** Problem to solve **
Identify each line below that contains the string "panther" and copy those lines, treating uppercase and lowercase letters as different.
--- start ---
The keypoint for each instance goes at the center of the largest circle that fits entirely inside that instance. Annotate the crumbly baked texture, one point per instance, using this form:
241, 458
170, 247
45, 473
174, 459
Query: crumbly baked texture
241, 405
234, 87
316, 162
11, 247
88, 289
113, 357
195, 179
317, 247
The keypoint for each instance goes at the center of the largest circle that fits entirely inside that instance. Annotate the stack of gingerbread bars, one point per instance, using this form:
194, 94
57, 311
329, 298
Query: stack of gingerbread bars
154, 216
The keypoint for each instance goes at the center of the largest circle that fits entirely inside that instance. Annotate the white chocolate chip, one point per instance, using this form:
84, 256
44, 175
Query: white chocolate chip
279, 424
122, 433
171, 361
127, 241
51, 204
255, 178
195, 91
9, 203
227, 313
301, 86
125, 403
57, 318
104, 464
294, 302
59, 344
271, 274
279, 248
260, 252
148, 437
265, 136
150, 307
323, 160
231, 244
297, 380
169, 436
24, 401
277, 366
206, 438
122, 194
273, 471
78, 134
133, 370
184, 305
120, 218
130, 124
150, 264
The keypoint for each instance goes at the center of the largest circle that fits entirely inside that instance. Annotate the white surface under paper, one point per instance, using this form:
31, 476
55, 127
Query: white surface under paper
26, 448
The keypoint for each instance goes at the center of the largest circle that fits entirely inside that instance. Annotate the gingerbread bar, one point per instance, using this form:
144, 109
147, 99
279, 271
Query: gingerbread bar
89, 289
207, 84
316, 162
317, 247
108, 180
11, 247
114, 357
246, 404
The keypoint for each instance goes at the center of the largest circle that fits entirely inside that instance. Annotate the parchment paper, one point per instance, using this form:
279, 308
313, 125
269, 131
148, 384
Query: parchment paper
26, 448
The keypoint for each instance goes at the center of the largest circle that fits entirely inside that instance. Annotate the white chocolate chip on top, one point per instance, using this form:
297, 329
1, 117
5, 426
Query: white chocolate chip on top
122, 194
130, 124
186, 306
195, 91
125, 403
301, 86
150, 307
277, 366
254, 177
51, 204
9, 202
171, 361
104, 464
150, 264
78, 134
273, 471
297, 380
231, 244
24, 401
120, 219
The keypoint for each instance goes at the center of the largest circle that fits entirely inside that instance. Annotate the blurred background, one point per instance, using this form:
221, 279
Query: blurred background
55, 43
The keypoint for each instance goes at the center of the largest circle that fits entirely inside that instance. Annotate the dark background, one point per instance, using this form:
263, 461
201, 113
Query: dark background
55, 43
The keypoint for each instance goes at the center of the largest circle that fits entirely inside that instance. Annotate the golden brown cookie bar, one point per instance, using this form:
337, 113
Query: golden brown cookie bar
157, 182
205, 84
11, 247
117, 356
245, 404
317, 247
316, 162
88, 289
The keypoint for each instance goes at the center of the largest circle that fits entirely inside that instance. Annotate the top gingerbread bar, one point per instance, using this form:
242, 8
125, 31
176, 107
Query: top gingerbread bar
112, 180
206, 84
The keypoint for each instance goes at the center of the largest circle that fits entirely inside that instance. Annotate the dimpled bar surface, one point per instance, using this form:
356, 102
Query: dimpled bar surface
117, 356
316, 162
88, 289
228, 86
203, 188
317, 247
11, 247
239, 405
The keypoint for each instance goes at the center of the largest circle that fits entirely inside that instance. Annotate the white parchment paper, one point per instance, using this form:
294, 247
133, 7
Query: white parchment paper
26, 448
--- end ---
--- start ---
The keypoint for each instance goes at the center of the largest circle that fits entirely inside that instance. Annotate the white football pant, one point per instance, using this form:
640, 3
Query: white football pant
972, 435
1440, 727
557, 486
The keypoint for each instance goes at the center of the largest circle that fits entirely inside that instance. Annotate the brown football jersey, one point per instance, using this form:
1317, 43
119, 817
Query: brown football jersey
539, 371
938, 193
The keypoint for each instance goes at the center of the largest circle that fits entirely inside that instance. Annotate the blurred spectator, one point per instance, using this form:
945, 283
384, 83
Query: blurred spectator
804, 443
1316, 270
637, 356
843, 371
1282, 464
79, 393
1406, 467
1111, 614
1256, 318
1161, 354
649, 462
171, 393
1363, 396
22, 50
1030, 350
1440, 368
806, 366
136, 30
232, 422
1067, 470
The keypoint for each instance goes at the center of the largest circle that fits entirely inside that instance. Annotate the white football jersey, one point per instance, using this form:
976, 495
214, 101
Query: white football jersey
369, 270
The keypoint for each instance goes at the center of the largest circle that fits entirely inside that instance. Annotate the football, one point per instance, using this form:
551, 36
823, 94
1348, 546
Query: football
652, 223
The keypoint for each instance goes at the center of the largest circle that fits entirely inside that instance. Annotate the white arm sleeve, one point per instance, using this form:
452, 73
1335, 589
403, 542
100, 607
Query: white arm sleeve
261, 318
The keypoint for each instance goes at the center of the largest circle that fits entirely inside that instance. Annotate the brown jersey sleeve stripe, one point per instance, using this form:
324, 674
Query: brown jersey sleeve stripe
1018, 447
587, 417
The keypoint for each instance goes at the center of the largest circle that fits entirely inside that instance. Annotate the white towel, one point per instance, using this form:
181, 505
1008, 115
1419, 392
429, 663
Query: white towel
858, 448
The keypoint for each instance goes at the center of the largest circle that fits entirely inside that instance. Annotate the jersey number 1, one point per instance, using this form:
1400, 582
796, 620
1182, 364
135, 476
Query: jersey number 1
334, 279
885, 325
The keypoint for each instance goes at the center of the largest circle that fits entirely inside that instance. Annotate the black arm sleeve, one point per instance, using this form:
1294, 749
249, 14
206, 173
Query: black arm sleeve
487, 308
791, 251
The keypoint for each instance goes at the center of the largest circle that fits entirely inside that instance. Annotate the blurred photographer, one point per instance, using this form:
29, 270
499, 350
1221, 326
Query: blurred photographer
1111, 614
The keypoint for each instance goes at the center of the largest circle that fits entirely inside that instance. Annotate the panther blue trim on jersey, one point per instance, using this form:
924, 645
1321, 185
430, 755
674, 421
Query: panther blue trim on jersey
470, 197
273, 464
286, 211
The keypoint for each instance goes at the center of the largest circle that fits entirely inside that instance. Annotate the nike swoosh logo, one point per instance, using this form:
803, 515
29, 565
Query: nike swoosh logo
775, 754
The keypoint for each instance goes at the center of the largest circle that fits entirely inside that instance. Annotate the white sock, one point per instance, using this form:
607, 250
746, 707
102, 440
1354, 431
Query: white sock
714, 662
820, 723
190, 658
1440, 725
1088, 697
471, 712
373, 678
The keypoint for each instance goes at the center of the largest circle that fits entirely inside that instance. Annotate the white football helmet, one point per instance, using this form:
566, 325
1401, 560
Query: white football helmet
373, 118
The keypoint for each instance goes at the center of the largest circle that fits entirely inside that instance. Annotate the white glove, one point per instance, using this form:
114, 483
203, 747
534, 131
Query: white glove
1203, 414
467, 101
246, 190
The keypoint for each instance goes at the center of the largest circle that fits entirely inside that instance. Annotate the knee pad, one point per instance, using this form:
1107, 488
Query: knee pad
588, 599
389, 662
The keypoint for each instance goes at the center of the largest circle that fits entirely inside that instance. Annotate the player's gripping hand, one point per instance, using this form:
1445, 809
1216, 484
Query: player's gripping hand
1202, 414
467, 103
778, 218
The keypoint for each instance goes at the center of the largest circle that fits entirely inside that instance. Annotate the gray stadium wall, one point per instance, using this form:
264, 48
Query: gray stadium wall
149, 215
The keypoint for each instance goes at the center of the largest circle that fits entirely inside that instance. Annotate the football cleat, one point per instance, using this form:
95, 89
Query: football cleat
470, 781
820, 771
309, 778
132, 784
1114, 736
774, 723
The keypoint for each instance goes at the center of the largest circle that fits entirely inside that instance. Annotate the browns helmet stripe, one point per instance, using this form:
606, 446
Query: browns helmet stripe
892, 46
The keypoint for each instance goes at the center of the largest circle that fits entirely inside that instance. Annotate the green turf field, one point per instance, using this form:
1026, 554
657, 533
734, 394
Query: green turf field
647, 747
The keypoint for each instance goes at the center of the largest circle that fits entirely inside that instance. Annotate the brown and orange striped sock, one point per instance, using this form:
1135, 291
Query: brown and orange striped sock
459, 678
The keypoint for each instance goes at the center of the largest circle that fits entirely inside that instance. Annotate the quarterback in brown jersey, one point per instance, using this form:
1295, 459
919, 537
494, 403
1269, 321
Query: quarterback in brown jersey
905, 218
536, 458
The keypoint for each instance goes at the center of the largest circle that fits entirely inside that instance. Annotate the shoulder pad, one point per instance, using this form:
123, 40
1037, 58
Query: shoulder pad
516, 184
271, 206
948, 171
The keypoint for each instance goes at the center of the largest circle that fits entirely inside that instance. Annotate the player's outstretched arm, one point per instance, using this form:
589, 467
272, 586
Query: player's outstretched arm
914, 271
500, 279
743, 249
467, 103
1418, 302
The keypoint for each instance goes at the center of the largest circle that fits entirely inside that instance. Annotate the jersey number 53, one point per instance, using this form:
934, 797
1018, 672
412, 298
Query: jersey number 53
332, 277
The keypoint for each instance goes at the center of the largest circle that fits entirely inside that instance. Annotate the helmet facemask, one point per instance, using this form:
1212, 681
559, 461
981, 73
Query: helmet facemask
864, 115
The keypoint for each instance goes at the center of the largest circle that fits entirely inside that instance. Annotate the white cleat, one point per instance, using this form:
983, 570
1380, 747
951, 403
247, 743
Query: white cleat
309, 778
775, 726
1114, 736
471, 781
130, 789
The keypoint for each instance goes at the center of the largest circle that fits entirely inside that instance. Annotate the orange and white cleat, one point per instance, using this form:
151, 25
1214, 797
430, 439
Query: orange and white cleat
--- end ---
** Exercise solution **
The keypoint for each instance goes at the center of the largest circle that fits entirely inside that instance. Annotate the panther blue trim on jersey, one point per instance, using this form:
Query: panther blue trim on jersey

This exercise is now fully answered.